#### Selected passage
★ ★ ★ ★ ★ ★ ★

Thanks bill Avira caught it and i denyed it....


----------



## EndTuition (May 24, 2004)

I'm routing air without any problems ! LOL
Still setting up the software but have the basics working. 
My table is 12 x 12 so I can't cut anything wider than that. If that's going to meet your needs I'd be happy to give it a whirl. We can proto-type on cheap wood (even foam) first.


----------



## Justacastaway (Apr 5, 2006)

*End Tuition, plse call me*

a 12X12 will not be a problem. the area that this will sit in will be a counter (bar) top that will be ~2' X 8' total, that will be recessed & covered by glass. might consider separating the fish with a Texas star? i like the idea of trying this on cheap wood, and then considering other options.....like i mentioned, i have a "rough idea" of what i think i'm looking for. main thing is, i know i want a spec & a red.....
thanks!
Tadpole


----------



## EndTuition (May 24, 2004)

Email sent...

RE


----------



## metal man (Mar 30, 2006)

★ ★ ★ ★ ★ ★ ★

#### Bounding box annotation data
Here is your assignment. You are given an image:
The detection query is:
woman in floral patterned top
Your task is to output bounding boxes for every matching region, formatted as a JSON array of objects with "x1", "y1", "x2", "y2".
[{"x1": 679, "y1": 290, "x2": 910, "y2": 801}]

★ ★ ★ ★ ★ ★ ★

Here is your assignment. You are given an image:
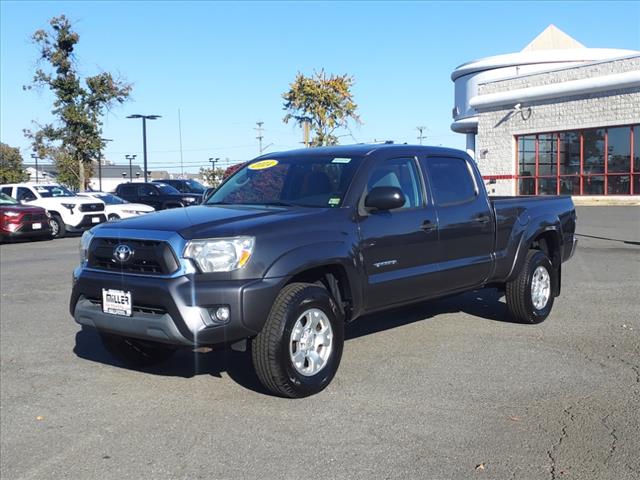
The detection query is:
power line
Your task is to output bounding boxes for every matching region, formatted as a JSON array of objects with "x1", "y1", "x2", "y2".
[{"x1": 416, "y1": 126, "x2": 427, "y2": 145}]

★ ★ ★ ★ ★ ★ ★

#### Set exercise 1
Transcribe the forum thread between "Thanks bill Avira" and "(even foam) first.", inclusive.
#### Set exercise 2
Pick up the forum thread about the routing project right after its last line and carry it on.
The bounding box data has no connection to the forum thread.

#### Reply 1
Thanks bill Avira caught it and i denyed it....


----------



## EndTuition (May 24, 2004)

I'm routing air without any problems ! LOL
Still setting up the software but have the basics working. 
My table is 12 x 12 so I can't cut anything wider than that. If that's going to meet your needs I'd be happy to give it a whirl. We can proto-type on cheap wood (even foam) first.

#### Reply 2
Not quite sure what your looking for and my stuff is diffinatly not CAD but her is a recent photo of a carving.


----------



## EndTuition (May 24, 2004)

MM 
Every time I see your stuff, I'm blown away. Only someone who lives the salt water life would know to put that very small, but vivid, blue edge on the fins.


----------



## reeltimer (Feb 5, 2010)

I like it.


----------



## EndTuition (May 24, 2004)

Here is the first piece of finished wood off the CNC.
I downloaded this redfish image, there is a matching trout version as well.
I didn't do a very good job of finish sanding and this is scrap pine board. Fish is about 11" long. I'm looking into ways to carve a longer one in sections on my machine, I know it can be done, but don't know how yet. 
More when I have it.


----------



## mark1945 (Jun 1, 2009)

*fish*

Here is 1 of my Red Fish.Done on Carvewright machine.


----------



## EndTuition (May 24, 2004)

Nice !

What kind of image files do the carvewright units use ?


----------



## metal man (Mar 30, 2006)

That is cool. Would love to see the machine that does it.


----------



## mark1945 (Jun 1, 2009)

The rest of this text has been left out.